Ausgangstext:
- - - - -

Während die Welt die Rollläden herunterlässt, hält der Lebensmittelhandel in der Corona-Krise seine Märkte offen. Es ist eine Ausnahmesituation, die auf der einen Seite kurzfristige Rekordumsätze bringt, der Branche auf der anderen Seite aber unerwartete Probleme beschert. KEYaccount hat sich die aktuelle Situation bei jenen Unternehmen angesehen, die in völlig unberechenbaren Zeiten die Versorgung sicherstellen.

Die Welt steht still. Metropolen verwandeln sich in Geisterstädte. Allein in den USA rechnet US-Präsident Donald Trump mit 100.000 Toten. In Großbritannien ist sogar Premier Boris Johnson erkrankt. Experten warnen davor, dass in vielen Teilen der Welt, etwa in Afrika oder in Indien, Katastrophen unmittelbar bevorstehen. Keine Frage: Wir befinden uns in der größten globalen Krise seit dem Zweiten Weltkrieg.

Corona sorgt auch in der Wirtschaft für Verwerfungen, wie sie vor wenigen Wochen noch unvorstellbar waren. Der Dow Jones stürzt völlig ab? Der Dow Jones mit dem höchsten Drei-Tages-Anstieg seit den 1930erJahren? Beides war dieser Tage Realität. Der Corona-Flächenbrand wirkt sich auch katastrophal auf die Handelslandschaft in Österreich aus, wie die Marktforscher von S+M Research jetzt errechnet haben. Demnach ist der stationäre Einzelhandel in Österreich mit einem durchschnittlichen täglichen Brutto-Umsatzverlust von bis zu 113 Millionen Euro konfrontiert. Demnach verliert der gesamte stationäre Einzelhandel in Österreich pro Shutdown-Tag 46,4 Prozent seines täglichen Umsatzes. Den mit 66,8 Prozent stärksten Umsatzverlust verzeichnet der stationäre Einzelhandel in den Citys, gefolgt von den Einkaufszentren mit einem durchschnittlichen täglichen Umsatzrückgang von 65,2 Prozent. Wöchentlich kostet der Lockdown den stationären Einzelhandel zwischen 500 und 700 Millionen Euro brutto. Bei 26 Öffnungstagen könnte der fehlende Bruttoumsatz eines Monats bis zu drei Milliarden Euro betragen.

„Deutlich ruhiger“

Soweit die harten, ernüchternden, schockierenden Zahlen. Völlig anders sieht es im Lebensmittelhandel aus, der aktuell Rekordumsätze verzeichnet. Wobei: Die Zeit des Hamsterkaufs scheint vorerst vorüber zu sein. Der Run der Konsumentinnen und Konsumenten auf die Geschäfte ließ vergangene Woche deutlich nach. Die Angst, dass Lebensmittel ausgehen könnten, erwies sich als unbegründet. Trotz eines beispiellosen Ansturms der Kundinnen und Kunden brach die Versorgung nicht zusammen. „Es ist bereits deutlich ruhiger in den Geschäften im Vergleich zu den ersten Tagen der Krise“, sagt etwa Spar-Sprecherin Nicole Berkmann im KEYaccount-Telefonat. Der heimische LEH hat die schwierigste Belastungsprobe der Nachkriegszeit vorerst bestanden. Das oft gescholtene Over-storing, also die extrem hohe Anzahl an Supermärkten in Österreich, erwies sich als Segen in der Not. In der vergangenen Woche intensivierten die Ketten nun ihre Anstrengungen, die eigene Belegschaft gegen eine Ansteckung zu schützen. Plexiglaswände wurden eilfertig in den Kassabereichen errichtet. Schutzausrüstungen wurden verteilt. Und die Kunden wurden dazu angehalten, einen unbedingten Sicherheitsabstand einzuhalten.

- - - - -

Arbeitsanweisungen:
a – Gib den Ausgangstext von „Die Welt steht“ bis einschließlich „dem Zweiten Weltkrieg.“ wieder und setze dabei „leere Städte“ an die Stelle von „Geisterstädte“.
b – Beantworte anhand des Ausgangstexts kurz:
(i) Mit wie vielen Toten rechnet Donald Trump in den USA?
(ii) Wie hoch ist der durchschnittliche tägliche Umsatzrückgang der Einkaufszentren?
(iii) Wie heißt die Sprecherin von Spar?
Für die Arbeit mit dem Ausgangstext sind die Zeilen ohne Belang.

Datenliste:
- - - - -

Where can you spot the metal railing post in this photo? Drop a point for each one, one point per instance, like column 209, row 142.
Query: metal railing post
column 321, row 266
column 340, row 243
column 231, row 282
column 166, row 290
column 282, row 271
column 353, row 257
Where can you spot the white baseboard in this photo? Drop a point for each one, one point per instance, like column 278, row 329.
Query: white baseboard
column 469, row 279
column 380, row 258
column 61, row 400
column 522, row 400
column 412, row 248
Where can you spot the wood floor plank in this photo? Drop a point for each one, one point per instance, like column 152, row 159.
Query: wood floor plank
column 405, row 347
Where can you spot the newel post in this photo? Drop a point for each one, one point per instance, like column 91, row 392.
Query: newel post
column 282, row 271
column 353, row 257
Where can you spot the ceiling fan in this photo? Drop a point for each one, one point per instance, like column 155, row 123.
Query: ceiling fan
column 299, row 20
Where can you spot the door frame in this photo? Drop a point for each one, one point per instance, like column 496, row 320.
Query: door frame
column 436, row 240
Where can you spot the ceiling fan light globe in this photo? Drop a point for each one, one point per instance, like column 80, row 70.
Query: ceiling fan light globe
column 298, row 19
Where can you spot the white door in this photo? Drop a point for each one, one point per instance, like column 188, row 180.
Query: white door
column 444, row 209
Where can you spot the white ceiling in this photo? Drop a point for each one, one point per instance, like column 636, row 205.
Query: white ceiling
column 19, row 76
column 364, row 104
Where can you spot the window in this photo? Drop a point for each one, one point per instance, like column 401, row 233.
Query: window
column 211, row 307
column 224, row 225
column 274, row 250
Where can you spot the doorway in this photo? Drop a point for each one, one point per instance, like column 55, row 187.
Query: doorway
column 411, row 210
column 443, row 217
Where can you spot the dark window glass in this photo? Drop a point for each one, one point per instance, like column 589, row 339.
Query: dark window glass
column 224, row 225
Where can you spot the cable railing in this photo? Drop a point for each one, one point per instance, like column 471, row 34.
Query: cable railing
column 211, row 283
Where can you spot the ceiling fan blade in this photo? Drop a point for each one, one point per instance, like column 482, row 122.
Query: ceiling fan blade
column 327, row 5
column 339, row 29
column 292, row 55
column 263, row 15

- - - - -

Lösungen:
a –
Die Welt steht still. Metropolen verwandeln sich in leere Städte. Allein in den USA rechnet US-Präsident Donald Trump mit 100.000 Toten. In Großbritannien ist sogar Premier Boris Johnson erkrankt. Experten warnen davor, dass in vielen Teilen der Welt, etwa in Afrika oder in Indien, Katastrophen unmittelbar bevorstehen. Keine Frage: Wir befinden uns in der größten globalen Krise seit dem Zweiten Weltkrieg.

b –
(i) Mit 100.000 Toten.
(ii) 65,2 Prozent.
(iii) Nicole Berkmann.